## Texto do documento
◇ ◇ ◇ ◇ ◇ ◇ ◇

No caso do Brasil todos esses elementos estão presentes. Inclusive porque a economia brasileira já dava sinais de ter perdido momentum antes mesmo da deflagração do conflito.


Com o Bacen tentando conter a tendência inflacionária via aumento da taxa básica de juros em uma conjuntura margeando a recessão, não é factível pensar em crescimento da economia.


O aumento no preço das commodities irá favorecer os setores exportadores como a indústria de mineração (petróleo e minério de ferro) e como os de produção de carnes e grãos.


Nossa indústria e o agronegócio são altamente dependentes de matérias-primas, insumos agrícolas, equipamentos e componentes importados. Os setores exportadores de commodities são sensíveis ao custo de transportes que sofre o efeito da elevação no custo dos combustíveis.

◇ ◇ ◇ ◇ ◇ ◇ ◇

## O que fazer
- 1) De acordo com o texto sobre a economia brasileira, quais setores serão favorecidos pelo aumento no preço das commodities?
- 2) Reescreva todo o trecho do texto sobre a economia brasileira que vai de "Com o Bacen" até "custo dos combustíveis.", substituindo "Bacen" por "Banco Central".

## Dados armazenados
◇ ◇ ◇ ◇ ◇ ◇ ◇

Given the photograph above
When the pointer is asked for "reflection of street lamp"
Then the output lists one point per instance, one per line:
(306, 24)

◇ ◇ ◇ ◇ ◇ ◇ ◇

## Respostas por tarefa
- 1) Os setores exportadores, como a indústria de mineração (petróleo e minério de ferro) e os de produção de carnes e grãos.

- 2)
Com o Banco Central tentando conter a tendência inflacionária via aumento da taxa básica de juros em uma conjuntura margeando a recessão, não é factível pensar em crescimento da economia.


O aumento no preço das commodities irá favorecer os setores exportadores como a indústria de mineração (petróleo e minério de ferro) e como os de produção de carnes e grãos.


Nossa indústria e o agronegócio são altamente dependentes de matérias-primas, insumos agrícolas, equipamentos e componentes importados. Os setores exportadores de commodities são sensíveis ao custo de transportes que sofre o efeito da elevação no custo dos combustíveis.